[Image entries on named regions]
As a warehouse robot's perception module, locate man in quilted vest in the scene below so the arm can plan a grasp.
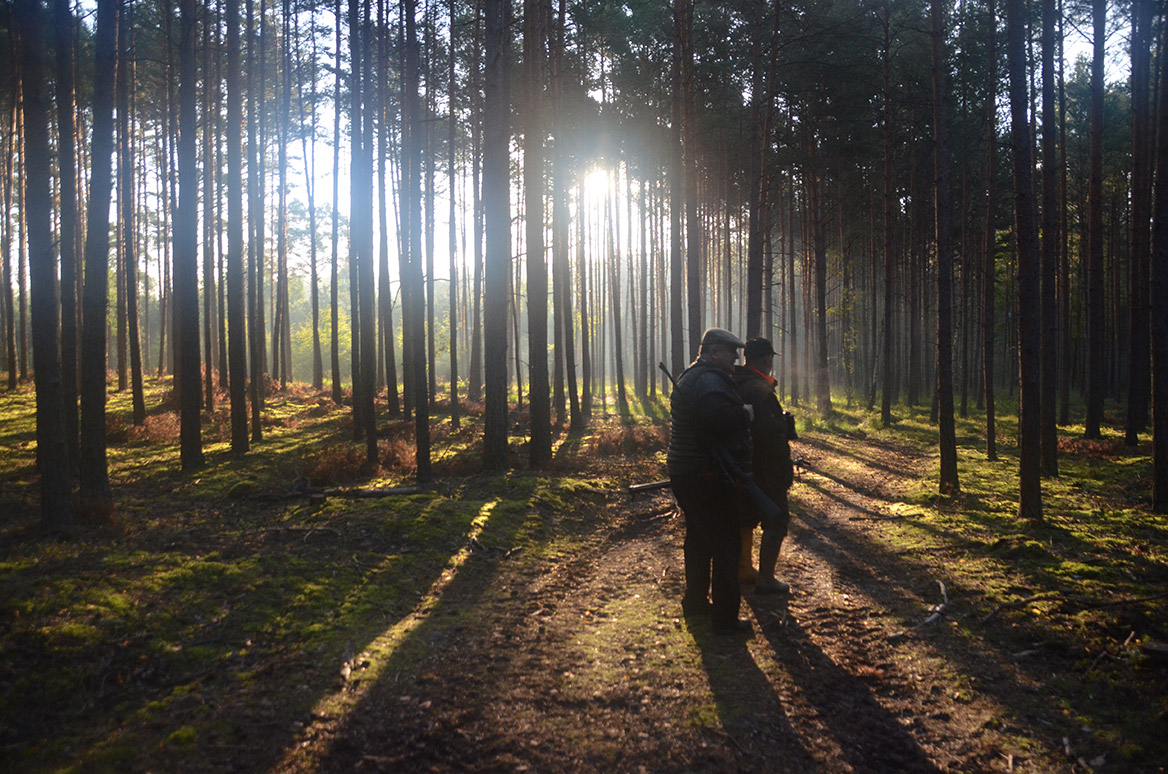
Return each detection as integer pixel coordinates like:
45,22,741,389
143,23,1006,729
667,328,755,633
734,337,794,594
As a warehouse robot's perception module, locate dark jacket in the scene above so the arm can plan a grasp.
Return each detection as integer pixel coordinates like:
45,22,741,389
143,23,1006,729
666,358,751,476
734,365,794,494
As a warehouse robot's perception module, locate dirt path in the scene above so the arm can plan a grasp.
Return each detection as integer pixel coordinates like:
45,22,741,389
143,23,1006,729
273,438,1070,772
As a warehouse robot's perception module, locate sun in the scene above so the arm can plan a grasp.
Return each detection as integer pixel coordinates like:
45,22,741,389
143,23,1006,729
580,166,612,210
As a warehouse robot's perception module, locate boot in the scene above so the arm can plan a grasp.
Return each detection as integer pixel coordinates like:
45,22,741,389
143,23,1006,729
755,532,791,594
738,527,758,586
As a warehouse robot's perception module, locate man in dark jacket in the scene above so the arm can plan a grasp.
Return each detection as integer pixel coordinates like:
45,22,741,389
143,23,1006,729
734,339,794,594
667,328,753,633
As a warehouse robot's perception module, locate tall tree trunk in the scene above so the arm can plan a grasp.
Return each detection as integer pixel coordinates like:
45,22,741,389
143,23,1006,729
1006,0,1042,522
932,0,961,496
329,0,342,405
402,0,434,483
13,0,74,531
297,7,325,390
117,4,146,426
52,0,81,469
174,0,203,470
981,0,997,460
446,0,459,428
677,0,696,360
668,0,682,375
1084,0,1107,438
223,0,249,454
1125,0,1153,446
523,0,551,468
248,0,267,444
482,0,510,472
880,5,896,427
202,1,218,412
1040,0,1060,476
79,0,118,515
349,0,377,466
1149,4,1168,514
742,0,773,336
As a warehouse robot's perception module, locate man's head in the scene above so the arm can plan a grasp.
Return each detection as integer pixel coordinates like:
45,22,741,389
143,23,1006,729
698,328,745,374
743,336,776,374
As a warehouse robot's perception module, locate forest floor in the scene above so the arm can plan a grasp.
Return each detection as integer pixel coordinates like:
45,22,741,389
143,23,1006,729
0,380,1168,773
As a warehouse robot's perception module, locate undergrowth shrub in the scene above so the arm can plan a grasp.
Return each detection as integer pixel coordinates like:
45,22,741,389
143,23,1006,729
593,425,666,456
377,437,418,473
305,444,366,487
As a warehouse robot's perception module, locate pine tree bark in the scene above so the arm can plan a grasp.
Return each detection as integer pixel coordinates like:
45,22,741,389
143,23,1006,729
223,0,250,454
328,0,343,405
1084,0,1107,438
13,0,74,532
1038,0,1060,476
932,0,961,496
1125,0,1153,446
482,0,510,472
52,0,81,469
117,4,146,426
79,0,118,515
1006,0,1042,522
880,6,897,427
402,0,434,483
174,0,203,472
669,0,682,375
981,0,997,460
523,0,551,469
1149,3,1168,514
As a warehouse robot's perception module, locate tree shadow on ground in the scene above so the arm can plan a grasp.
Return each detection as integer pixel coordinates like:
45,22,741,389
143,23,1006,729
687,618,821,772
748,597,938,772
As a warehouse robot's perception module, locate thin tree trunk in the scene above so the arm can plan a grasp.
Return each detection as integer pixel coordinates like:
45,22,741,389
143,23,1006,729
79,0,118,508
446,0,459,428
482,0,510,472
1084,0,1107,438
523,0,551,469
932,0,961,496
52,0,81,469
1038,0,1060,476
117,4,146,426
329,0,342,405
1125,0,1153,446
1006,0,1042,522
174,0,203,470
981,0,997,460
1149,1,1168,514
668,0,682,378
13,0,74,531
223,0,249,454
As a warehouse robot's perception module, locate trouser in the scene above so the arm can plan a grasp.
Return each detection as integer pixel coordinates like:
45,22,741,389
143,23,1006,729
672,475,739,626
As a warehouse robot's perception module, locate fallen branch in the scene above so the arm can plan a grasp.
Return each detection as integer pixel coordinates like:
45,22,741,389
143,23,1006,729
981,591,1062,626
917,580,948,629
315,487,418,497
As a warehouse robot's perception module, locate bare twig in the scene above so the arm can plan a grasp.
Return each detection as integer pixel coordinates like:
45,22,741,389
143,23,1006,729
917,580,948,629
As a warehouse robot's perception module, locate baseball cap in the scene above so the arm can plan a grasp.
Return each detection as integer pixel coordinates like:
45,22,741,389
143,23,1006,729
702,328,746,348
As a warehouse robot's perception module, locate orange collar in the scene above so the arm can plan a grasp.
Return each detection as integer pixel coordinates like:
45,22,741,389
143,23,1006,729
746,365,779,386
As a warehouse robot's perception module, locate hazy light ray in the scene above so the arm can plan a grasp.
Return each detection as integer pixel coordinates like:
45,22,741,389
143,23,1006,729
271,500,499,772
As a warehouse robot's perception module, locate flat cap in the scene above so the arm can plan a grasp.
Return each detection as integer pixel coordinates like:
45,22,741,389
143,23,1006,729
702,328,746,348
743,336,778,361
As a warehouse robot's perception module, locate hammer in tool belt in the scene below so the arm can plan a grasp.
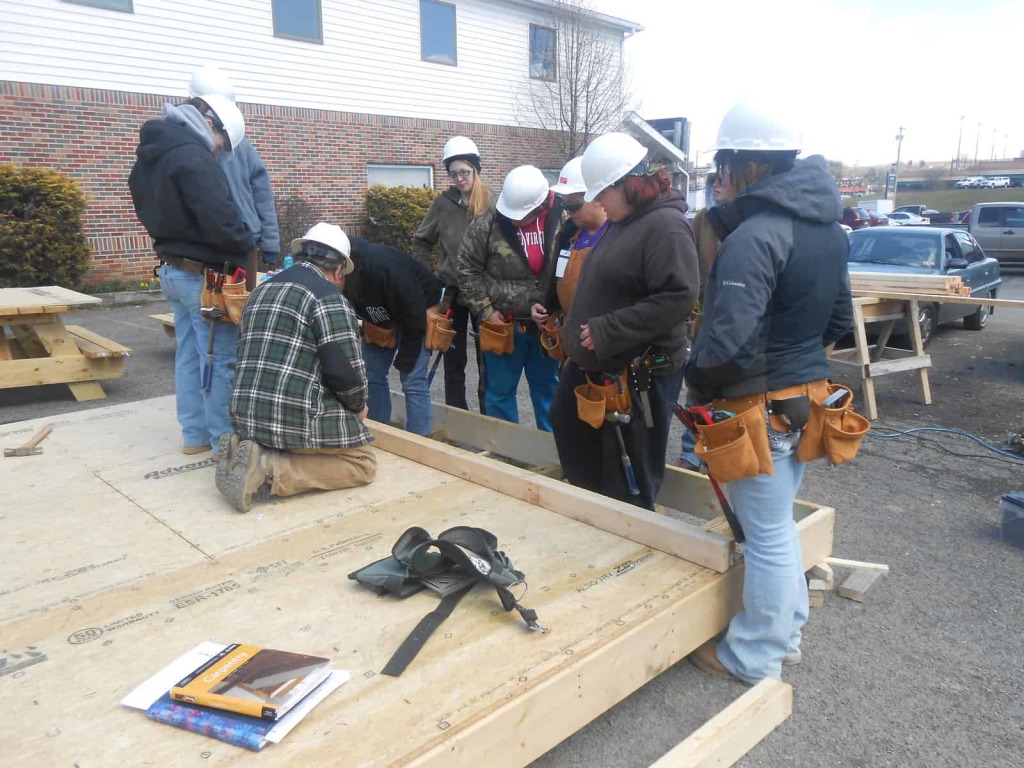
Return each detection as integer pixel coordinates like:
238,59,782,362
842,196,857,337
3,424,53,459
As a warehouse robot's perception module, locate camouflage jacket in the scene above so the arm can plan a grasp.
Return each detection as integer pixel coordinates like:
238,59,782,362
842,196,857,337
459,198,564,318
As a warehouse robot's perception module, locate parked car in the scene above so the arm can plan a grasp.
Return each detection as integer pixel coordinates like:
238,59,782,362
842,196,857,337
893,206,938,216
968,203,1024,264
839,207,869,229
981,176,1013,189
849,227,1002,344
889,211,932,226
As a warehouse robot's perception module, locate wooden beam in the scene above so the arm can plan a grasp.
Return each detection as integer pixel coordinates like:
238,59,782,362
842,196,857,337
651,678,793,768
371,423,737,573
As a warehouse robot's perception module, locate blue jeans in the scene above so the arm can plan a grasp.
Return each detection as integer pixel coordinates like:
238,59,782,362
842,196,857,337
483,324,558,432
362,342,434,435
718,439,808,683
160,264,239,450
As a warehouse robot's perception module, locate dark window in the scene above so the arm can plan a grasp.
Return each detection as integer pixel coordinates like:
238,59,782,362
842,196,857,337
529,24,558,80
62,0,134,13
272,0,324,43
420,0,459,65
978,208,999,226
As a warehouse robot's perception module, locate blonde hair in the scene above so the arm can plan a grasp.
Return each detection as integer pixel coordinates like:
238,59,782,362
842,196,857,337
467,176,490,221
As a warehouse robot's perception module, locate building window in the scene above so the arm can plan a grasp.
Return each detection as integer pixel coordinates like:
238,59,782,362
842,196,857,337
367,165,434,189
529,24,558,80
272,0,324,43
62,0,135,13
420,0,459,66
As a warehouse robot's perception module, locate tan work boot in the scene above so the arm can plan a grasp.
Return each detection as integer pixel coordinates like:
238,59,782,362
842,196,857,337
217,440,273,512
687,640,749,685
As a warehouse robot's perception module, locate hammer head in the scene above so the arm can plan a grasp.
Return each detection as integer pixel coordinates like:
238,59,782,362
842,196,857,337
3,445,43,459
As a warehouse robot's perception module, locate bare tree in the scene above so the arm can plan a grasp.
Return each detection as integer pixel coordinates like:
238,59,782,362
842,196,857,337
516,0,630,161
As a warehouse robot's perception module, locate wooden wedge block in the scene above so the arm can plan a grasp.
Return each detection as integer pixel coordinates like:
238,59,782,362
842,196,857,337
838,570,882,603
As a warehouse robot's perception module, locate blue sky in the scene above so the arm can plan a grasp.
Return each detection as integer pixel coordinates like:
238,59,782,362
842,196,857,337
594,0,1024,164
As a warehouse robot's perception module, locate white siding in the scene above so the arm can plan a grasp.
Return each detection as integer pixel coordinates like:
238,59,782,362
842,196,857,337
0,0,622,125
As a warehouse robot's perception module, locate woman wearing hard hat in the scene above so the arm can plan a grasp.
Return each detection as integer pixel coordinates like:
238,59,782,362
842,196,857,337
459,165,562,432
531,158,608,342
686,102,867,685
413,136,490,413
551,133,699,509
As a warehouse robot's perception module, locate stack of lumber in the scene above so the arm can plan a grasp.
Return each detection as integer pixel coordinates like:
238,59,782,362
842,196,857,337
850,271,971,296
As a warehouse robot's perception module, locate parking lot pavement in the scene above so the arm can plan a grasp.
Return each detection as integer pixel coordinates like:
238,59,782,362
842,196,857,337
0,269,1024,768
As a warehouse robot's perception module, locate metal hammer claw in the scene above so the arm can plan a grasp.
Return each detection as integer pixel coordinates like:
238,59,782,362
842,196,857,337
3,424,53,459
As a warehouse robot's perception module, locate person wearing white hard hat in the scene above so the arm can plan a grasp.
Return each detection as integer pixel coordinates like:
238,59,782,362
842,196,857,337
459,165,562,432
413,136,490,413
686,101,867,684
217,221,377,512
128,93,253,455
531,157,608,362
188,65,281,265
551,133,699,509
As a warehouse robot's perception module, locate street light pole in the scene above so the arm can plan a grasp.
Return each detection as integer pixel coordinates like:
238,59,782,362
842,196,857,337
893,126,903,200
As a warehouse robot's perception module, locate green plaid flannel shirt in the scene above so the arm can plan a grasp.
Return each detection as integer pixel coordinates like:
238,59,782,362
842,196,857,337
231,263,373,451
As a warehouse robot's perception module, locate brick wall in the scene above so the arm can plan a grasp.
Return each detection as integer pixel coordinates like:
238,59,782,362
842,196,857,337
0,81,563,282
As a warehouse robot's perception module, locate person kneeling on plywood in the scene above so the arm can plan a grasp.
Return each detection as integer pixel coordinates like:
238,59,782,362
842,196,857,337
217,222,377,512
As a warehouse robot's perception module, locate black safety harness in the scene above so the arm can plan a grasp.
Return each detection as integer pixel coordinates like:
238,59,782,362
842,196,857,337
348,525,547,677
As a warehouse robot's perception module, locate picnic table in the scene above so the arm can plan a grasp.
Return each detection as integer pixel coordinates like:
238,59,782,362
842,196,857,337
0,286,132,401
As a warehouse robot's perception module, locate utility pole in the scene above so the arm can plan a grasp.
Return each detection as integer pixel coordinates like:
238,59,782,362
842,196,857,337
956,115,964,171
893,126,903,200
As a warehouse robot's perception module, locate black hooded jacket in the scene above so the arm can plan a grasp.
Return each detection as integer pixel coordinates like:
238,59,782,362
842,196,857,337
344,238,444,373
128,120,253,267
686,156,853,398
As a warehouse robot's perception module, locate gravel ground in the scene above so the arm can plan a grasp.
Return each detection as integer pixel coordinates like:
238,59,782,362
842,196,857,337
0,269,1024,768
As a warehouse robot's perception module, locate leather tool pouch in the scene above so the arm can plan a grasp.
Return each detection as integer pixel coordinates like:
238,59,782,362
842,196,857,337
695,406,775,482
541,317,569,362
424,307,455,352
573,371,633,429
220,280,249,326
480,321,515,354
797,382,871,465
362,321,398,349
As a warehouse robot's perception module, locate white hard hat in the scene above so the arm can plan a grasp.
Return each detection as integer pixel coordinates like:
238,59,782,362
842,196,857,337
581,133,647,203
292,221,355,274
199,93,246,150
715,101,804,152
497,165,551,221
442,136,480,163
188,65,234,101
551,158,587,195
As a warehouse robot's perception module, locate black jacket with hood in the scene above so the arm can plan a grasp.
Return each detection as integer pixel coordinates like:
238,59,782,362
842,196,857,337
686,156,853,398
562,194,700,373
344,238,443,373
128,105,253,267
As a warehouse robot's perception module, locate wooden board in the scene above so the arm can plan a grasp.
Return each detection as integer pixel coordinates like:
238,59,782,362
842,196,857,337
0,397,833,768
0,286,102,314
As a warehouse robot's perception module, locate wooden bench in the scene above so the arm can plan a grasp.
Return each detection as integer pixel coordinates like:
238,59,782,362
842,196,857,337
150,312,174,339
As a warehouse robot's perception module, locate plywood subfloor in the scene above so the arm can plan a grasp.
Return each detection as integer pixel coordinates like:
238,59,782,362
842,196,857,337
0,398,831,768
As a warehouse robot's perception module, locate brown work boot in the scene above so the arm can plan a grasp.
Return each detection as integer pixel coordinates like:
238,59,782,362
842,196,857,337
687,640,749,685
213,432,239,488
217,440,273,512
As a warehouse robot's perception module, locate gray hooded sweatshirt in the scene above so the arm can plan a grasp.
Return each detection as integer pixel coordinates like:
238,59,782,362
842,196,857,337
686,156,853,398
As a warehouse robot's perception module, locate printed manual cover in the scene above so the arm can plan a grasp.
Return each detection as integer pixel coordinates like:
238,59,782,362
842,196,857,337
171,643,331,720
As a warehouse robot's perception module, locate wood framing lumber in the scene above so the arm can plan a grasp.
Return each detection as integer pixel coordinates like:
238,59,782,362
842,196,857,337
651,678,793,768
853,290,1024,309
825,557,889,573
371,423,735,573
837,570,882,603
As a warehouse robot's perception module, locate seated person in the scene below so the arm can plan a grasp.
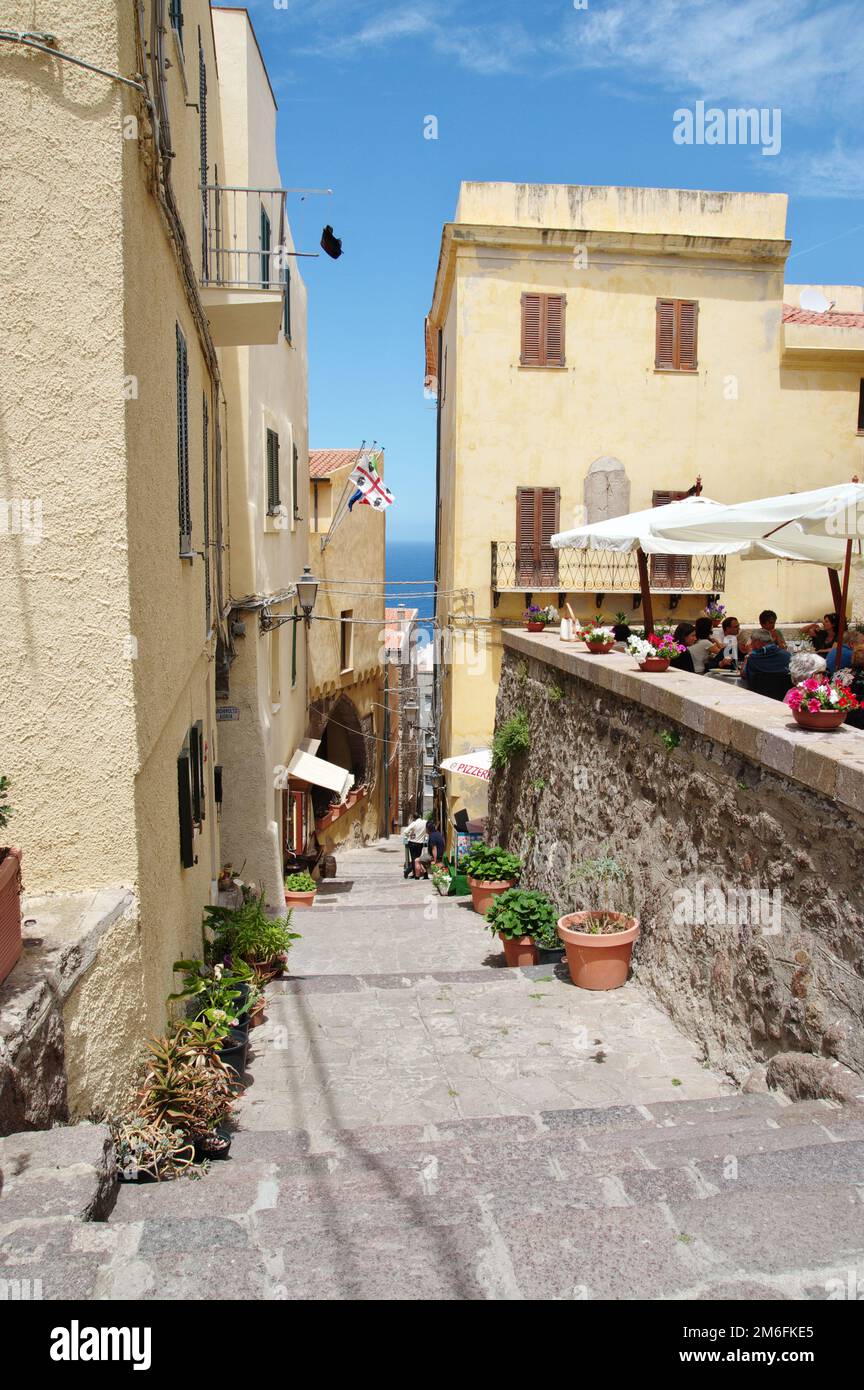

▸ **EXERCISE PROMPT**: Which lines of the records above contain the word "black"? Pick out each one and copy it in full, counting a match only when the case is the same.

▸ **WRITTEN SOLUTION**:
As a warehouse robot's perception module, locate black safety harness in the scene above so the arm can plan a grasp.
As a warehouse robot's perception module, locate black hooded jacket in the scene above so the arm can plan a grasp.
As a warehouse robot's perception module, locate black jacket with hood in the scene above so the arm can plan a grasp.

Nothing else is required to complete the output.